Your output should be the lines from the one with "Indicate every instance of the distant cliff" through the end of the entries below, set down word for word and nothing else.

[[ Task input, beginning ]]

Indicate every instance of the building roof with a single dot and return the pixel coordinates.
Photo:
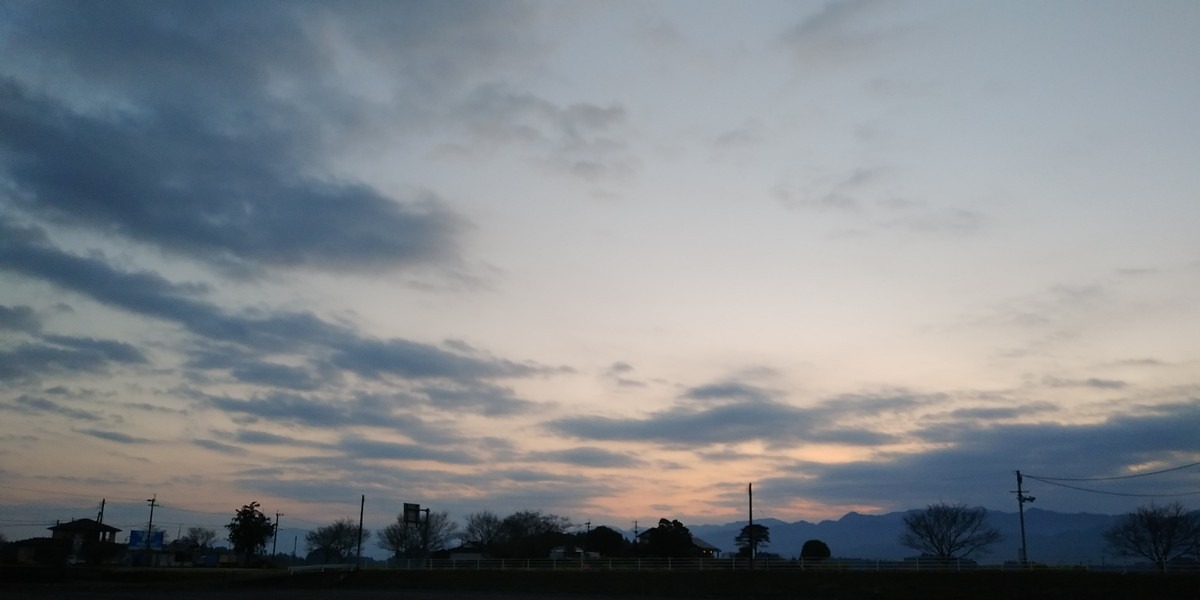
(83, 525)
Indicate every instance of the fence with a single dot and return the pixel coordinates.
(742, 564)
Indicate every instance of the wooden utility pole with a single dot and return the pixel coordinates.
(275, 537)
(1021, 498)
(358, 561)
(153, 501)
(754, 541)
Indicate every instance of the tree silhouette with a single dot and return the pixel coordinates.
(408, 540)
(606, 541)
(948, 531)
(201, 535)
(670, 539)
(483, 528)
(1156, 533)
(532, 534)
(815, 550)
(751, 538)
(336, 541)
(249, 531)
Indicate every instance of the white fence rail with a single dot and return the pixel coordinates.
(742, 564)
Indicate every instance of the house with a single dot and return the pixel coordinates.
(706, 549)
(82, 531)
(82, 540)
(702, 549)
(87, 541)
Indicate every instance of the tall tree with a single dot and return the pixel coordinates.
(408, 540)
(336, 541)
(670, 539)
(606, 541)
(751, 539)
(815, 550)
(483, 528)
(1157, 533)
(948, 531)
(532, 534)
(249, 531)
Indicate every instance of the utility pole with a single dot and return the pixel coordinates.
(1021, 498)
(153, 501)
(754, 541)
(587, 532)
(275, 537)
(358, 563)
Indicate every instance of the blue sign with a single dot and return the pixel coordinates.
(138, 539)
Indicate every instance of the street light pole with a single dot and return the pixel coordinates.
(1021, 498)
(153, 501)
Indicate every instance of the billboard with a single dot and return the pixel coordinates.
(412, 513)
(138, 539)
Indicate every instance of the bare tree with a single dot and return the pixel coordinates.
(335, 540)
(948, 531)
(201, 537)
(1156, 533)
(483, 528)
(408, 540)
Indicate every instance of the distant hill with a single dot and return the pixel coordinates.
(1053, 538)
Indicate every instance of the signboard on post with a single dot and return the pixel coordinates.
(138, 540)
(412, 514)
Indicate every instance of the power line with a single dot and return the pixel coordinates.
(1111, 493)
(1047, 480)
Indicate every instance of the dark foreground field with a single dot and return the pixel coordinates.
(237, 585)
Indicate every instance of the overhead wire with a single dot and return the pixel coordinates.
(1059, 481)
(1043, 478)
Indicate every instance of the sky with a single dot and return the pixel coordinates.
(607, 259)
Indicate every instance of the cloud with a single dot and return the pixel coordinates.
(184, 137)
(27, 251)
(1092, 382)
(64, 355)
(579, 139)
(34, 405)
(217, 447)
(355, 447)
(725, 424)
(726, 390)
(621, 373)
(112, 436)
(839, 34)
(973, 461)
(587, 456)
(396, 413)
(376, 358)
(19, 318)
(147, 180)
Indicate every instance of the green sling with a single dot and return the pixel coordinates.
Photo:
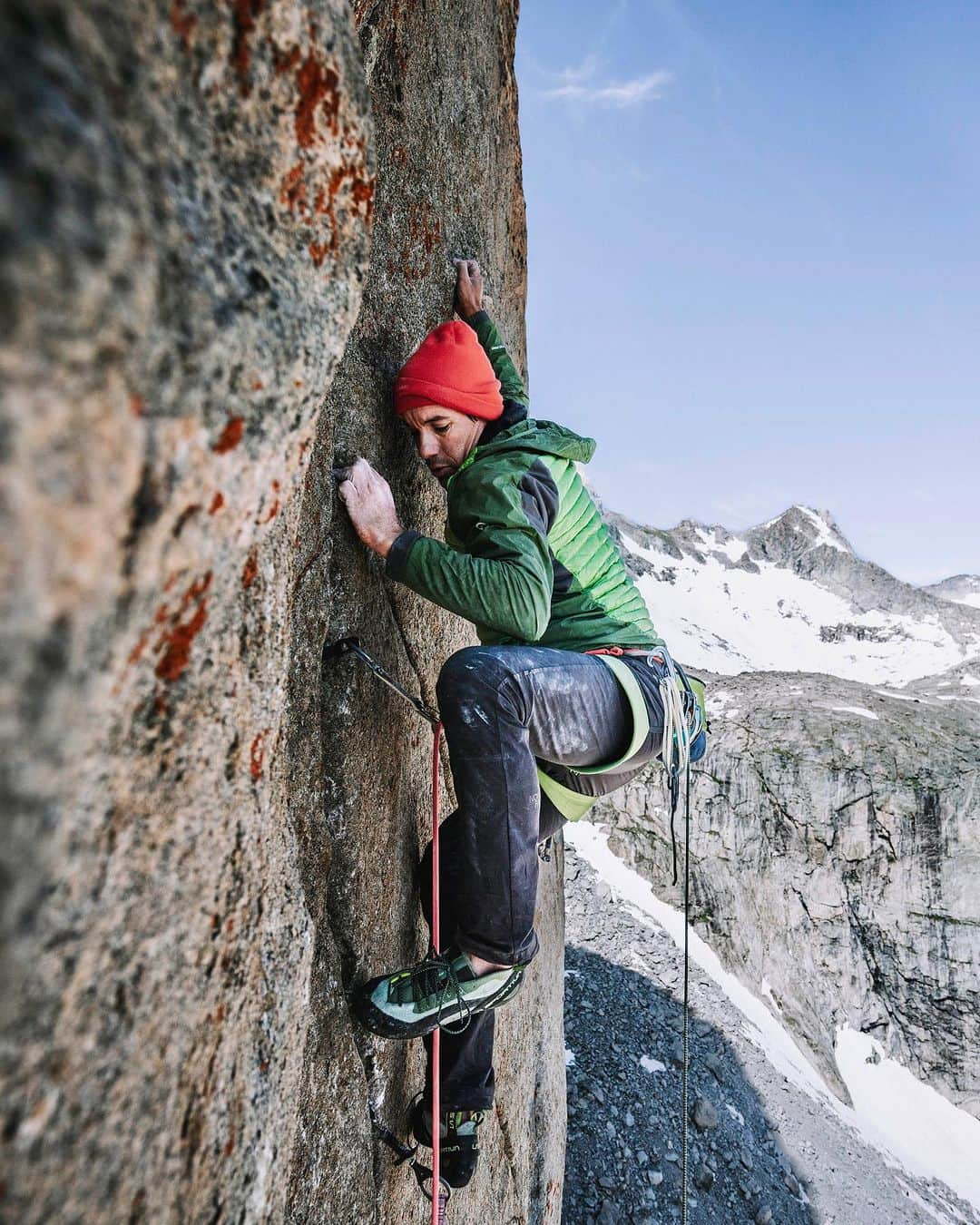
(573, 805)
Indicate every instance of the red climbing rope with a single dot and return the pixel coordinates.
(438, 1194)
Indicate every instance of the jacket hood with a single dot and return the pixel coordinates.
(539, 437)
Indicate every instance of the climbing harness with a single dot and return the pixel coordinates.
(683, 741)
(440, 1197)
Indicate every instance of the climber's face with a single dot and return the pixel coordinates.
(444, 437)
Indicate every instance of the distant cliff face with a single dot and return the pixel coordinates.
(836, 847)
(209, 836)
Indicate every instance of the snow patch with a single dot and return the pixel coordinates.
(925, 1132)
(732, 620)
(914, 1127)
(651, 1064)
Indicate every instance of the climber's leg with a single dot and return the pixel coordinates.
(466, 1059)
(503, 707)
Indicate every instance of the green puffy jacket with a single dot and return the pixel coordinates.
(527, 556)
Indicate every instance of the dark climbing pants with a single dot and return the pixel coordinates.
(504, 710)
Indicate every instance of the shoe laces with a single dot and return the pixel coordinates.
(433, 976)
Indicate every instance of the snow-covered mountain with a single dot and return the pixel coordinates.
(791, 595)
(961, 590)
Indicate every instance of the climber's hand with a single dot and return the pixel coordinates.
(468, 288)
(370, 505)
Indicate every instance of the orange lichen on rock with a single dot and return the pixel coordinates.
(230, 435)
(245, 15)
(250, 570)
(256, 755)
(273, 506)
(178, 640)
(318, 91)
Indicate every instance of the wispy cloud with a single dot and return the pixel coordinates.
(623, 93)
(580, 83)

[[ Task input, end ]]

Written solution:
Indicate every instance of the distant cliff face with a single dot and return the pixel coordinates.
(836, 847)
(209, 836)
Indicate every instance of the snow patch with a single dot and return the pixel coordinates.
(925, 1132)
(732, 620)
(914, 1127)
(651, 1064)
Indicate every instance of the climber's leg with a single dot and return the pixel coordinates.
(466, 1059)
(503, 707)
Indicate every instance of the green puffy jacket with a single dot and return the pixel coordinates.
(527, 556)
Indicate every instance of the dark climbing pants with a single dot and return the pixel coordinates.
(504, 710)
Indicate every instance of the shoe laces with a single dot and return the pixel coordinates.
(433, 976)
Indicate every instance of the snow-covered mountain with a single dot and return the pixel coordinates.
(791, 595)
(961, 590)
Indicate every instance of the climber's hand with a single dot and return the pixel coordinates.
(468, 288)
(370, 505)
Indicate every instance of the orange lichen on rock with a single dot and return the pixel coordinates.
(230, 435)
(245, 15)
(250, 570)
(256, 755)
(273, 506)
(178, 640)
(318, 91)
Indicate every instance of the wispy cloud with a single dot and return the pixel coordinates.
(623, 93)
(580, 83)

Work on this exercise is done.